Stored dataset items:
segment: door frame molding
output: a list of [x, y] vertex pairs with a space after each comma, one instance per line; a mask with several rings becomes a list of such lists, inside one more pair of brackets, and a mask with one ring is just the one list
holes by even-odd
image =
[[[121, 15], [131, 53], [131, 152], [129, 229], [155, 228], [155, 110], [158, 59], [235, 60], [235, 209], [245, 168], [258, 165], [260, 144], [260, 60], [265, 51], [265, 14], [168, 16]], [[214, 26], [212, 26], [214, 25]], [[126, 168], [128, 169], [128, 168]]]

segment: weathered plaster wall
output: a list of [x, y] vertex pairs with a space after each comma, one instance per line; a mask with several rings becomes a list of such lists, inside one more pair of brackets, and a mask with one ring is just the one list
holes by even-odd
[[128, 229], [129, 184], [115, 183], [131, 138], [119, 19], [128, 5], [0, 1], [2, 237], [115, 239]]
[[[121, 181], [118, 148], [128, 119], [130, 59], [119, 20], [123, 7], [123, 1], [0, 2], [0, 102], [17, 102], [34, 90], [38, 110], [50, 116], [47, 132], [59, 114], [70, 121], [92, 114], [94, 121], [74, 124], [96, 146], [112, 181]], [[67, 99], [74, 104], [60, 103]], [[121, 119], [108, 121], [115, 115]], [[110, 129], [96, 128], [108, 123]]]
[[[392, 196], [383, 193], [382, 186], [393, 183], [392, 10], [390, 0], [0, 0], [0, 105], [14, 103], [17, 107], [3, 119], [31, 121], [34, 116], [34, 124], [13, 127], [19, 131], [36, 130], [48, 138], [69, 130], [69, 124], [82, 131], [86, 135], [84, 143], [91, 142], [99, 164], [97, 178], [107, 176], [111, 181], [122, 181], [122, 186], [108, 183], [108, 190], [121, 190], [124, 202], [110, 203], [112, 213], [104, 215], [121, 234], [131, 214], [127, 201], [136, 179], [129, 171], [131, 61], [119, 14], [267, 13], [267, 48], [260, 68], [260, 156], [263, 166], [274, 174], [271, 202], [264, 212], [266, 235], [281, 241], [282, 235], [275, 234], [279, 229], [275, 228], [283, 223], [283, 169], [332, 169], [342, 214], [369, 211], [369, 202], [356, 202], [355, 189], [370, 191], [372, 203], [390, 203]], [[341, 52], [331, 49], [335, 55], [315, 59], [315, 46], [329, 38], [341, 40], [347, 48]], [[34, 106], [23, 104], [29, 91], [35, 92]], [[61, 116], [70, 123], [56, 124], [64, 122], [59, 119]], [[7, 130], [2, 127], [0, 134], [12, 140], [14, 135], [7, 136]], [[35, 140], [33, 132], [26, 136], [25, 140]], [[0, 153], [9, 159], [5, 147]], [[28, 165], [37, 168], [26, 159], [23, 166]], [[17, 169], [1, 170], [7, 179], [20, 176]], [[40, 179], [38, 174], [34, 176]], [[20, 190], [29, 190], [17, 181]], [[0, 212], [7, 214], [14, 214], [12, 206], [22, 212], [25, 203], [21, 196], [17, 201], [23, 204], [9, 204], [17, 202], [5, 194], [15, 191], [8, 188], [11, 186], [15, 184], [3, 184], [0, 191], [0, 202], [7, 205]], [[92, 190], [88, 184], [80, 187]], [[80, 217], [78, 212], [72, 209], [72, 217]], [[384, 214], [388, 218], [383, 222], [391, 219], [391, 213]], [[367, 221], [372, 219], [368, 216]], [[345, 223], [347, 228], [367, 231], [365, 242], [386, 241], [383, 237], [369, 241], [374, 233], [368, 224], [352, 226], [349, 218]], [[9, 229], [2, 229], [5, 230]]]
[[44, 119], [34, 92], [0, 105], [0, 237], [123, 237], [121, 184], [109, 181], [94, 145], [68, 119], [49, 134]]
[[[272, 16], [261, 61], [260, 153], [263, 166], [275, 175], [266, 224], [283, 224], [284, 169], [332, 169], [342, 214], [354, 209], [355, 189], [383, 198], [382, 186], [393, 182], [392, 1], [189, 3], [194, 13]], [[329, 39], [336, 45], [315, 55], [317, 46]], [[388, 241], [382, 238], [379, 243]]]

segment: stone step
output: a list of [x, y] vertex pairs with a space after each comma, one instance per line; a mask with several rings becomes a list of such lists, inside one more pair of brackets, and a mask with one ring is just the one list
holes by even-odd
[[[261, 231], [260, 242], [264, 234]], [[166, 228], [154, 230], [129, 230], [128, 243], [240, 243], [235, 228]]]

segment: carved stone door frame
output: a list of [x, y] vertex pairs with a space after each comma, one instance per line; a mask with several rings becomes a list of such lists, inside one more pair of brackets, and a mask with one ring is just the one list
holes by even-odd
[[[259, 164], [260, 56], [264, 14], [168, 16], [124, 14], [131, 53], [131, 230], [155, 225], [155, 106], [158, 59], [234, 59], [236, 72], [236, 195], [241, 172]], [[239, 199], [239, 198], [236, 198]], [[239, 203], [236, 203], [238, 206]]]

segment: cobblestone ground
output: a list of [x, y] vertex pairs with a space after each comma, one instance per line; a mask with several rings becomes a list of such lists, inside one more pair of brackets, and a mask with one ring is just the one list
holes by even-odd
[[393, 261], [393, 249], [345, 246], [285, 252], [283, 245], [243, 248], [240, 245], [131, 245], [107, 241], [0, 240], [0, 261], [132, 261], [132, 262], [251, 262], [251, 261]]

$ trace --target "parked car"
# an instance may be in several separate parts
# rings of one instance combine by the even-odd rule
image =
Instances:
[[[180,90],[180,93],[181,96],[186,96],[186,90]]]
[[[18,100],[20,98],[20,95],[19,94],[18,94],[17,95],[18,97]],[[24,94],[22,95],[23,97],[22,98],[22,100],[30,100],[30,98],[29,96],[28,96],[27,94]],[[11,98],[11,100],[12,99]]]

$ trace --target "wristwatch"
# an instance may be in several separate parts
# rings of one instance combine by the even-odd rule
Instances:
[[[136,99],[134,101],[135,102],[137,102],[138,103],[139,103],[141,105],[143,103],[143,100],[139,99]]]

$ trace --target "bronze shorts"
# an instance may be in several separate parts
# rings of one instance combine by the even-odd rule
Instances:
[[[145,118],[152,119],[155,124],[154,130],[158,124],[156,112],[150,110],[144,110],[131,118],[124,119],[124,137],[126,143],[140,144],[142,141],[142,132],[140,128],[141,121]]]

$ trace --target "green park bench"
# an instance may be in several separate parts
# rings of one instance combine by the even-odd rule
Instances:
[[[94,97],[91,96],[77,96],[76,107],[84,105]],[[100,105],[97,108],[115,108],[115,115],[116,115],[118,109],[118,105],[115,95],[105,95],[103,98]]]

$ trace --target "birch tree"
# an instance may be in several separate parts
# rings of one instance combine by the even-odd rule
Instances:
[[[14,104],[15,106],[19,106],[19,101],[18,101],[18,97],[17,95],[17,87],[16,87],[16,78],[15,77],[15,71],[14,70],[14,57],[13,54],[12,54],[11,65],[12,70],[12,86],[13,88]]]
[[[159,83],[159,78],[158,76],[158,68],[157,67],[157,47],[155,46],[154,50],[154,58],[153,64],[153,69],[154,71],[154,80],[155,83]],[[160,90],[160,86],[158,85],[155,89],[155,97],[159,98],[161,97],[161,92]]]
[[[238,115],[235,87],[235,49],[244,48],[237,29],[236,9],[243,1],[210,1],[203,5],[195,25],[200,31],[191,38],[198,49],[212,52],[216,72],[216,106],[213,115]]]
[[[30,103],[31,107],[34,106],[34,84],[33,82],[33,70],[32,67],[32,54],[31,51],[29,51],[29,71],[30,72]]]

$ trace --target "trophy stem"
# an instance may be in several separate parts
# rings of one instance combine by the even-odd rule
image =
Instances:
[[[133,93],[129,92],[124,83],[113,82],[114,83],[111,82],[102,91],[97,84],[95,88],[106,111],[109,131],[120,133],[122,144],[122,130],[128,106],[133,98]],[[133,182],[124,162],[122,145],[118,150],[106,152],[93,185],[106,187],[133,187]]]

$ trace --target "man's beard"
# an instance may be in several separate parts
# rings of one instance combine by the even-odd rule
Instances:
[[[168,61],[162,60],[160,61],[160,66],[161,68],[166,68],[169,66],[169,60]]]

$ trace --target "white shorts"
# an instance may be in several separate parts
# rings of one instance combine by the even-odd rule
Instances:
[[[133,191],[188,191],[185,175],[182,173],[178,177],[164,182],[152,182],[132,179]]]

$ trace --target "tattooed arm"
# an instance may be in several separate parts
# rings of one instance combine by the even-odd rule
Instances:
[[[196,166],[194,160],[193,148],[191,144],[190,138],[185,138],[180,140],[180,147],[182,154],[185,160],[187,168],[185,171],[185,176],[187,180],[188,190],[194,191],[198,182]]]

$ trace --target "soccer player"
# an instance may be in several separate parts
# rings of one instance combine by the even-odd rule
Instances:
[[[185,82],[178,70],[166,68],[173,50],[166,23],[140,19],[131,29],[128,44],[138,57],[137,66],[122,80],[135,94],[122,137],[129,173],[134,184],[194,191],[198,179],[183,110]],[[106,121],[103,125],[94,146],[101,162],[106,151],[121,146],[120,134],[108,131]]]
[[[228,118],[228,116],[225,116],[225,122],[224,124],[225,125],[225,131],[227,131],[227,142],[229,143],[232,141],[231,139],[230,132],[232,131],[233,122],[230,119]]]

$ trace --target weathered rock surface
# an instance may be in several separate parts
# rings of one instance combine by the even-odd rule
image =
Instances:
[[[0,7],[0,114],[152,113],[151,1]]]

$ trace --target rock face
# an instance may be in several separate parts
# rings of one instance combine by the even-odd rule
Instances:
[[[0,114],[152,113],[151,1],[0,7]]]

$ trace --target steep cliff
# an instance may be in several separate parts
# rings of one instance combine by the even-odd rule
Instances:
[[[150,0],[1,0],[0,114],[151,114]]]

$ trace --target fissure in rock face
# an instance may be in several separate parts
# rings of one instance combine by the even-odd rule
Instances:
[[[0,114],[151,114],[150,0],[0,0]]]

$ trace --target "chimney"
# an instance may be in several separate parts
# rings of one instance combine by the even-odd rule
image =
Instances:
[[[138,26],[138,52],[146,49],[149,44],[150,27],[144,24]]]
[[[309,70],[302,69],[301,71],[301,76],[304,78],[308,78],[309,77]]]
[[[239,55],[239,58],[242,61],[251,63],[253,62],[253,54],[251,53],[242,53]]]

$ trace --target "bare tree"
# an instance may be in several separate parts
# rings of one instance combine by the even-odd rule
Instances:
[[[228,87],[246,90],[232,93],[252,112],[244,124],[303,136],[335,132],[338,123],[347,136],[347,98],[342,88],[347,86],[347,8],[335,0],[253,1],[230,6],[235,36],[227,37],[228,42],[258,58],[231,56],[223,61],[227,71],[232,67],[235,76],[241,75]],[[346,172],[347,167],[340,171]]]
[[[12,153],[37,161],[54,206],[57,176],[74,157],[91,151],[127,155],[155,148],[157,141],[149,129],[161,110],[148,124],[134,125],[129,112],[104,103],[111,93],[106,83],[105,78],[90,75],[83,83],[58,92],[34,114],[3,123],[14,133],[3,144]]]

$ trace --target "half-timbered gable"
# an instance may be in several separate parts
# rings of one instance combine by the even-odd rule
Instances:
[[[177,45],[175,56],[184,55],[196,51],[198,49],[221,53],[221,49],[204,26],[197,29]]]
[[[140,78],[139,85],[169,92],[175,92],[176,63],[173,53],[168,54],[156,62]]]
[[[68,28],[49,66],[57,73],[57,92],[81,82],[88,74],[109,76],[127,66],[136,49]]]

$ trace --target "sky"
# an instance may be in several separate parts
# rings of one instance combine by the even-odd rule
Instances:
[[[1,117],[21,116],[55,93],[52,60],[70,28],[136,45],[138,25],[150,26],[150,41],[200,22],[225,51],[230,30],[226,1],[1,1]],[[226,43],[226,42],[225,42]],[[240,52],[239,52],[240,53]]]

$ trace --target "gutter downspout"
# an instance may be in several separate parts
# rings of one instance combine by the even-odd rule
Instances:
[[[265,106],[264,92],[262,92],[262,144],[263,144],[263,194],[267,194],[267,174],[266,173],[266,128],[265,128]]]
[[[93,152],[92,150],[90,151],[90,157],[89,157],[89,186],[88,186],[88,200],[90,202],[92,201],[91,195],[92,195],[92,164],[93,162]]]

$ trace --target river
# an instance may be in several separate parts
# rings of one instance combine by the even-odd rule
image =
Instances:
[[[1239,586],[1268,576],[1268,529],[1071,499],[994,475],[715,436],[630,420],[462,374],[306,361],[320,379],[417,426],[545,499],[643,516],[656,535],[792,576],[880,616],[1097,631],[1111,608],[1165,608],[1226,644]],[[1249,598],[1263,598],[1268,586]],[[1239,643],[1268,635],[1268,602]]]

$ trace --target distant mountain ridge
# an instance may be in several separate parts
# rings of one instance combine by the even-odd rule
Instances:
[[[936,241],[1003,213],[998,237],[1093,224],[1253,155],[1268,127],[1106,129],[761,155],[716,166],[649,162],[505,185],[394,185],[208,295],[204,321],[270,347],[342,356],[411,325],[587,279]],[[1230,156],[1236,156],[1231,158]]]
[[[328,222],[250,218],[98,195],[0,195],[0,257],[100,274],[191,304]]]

*Directions*. Please repeat the material above word for word, from its first line up to and including the line that contains "169], [128, 168]]]".

*In response*.
segment: door frame molding
output: a list of [x, y] vertex pairs with a space after each comma, one instance per line; a mask with several rings becomes a list of such lists, inside one more pair of brackets, and a mask with one ring is just the one list
holes by even-odd
image =
[[[121, 15], [131, 53], [131, 152], [129, 229], [155, 228], [155, 110], [158, 59], [235, 60], [235, 209], [245, 168], [258, 165], [260, 144], [260, 60], [265, 51], [265, 14], [168, 16]], [[214, 26], [212, 26], [214, 25]], [[126, 168], [128, 169], [128, 168]]]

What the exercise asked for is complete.